__DATA IN THIS EXERCISE__:
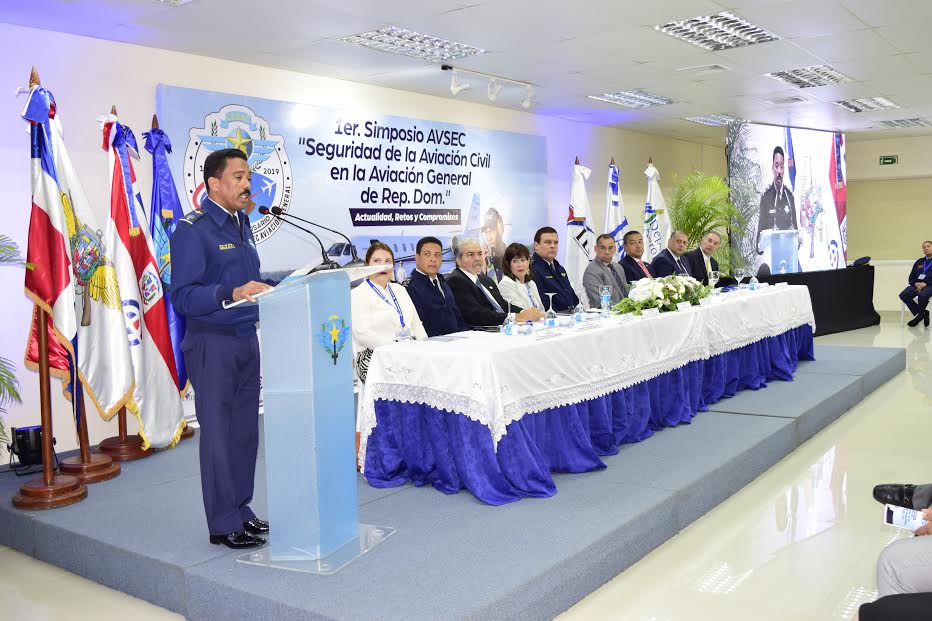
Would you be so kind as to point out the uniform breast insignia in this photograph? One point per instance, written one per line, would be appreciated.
(193, 216)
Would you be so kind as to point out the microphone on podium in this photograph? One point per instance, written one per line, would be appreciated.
(328, 263)
(277, 211)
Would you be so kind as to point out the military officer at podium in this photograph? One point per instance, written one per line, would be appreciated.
(214, 261)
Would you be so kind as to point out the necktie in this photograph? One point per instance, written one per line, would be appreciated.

__STATED EXERCISE__: Rewrite all the entries above, replacing every "photograph" with "image" and changing nothing else. Omit the pictures from the output.

__SOLUTION FOR THIS EXERCISE__:
Would you be so kind as to point out the uniform breast insignia in this image? One point per instance, written one per line, would be appreciated.
(193, 216)
Would you be so kind as to point out the microphone on podium in this image? One point per instance, written one per line, would be appreciated.
(328, 263)
(277, 211)
Would you be so kind as to point out the military officer at podium in this image? One point per instance, written one per line, would be appreciated.
(214, 261)
Would you be so kind as to point out the necktie in this image? One point per instance, written one per line, would be appreciated.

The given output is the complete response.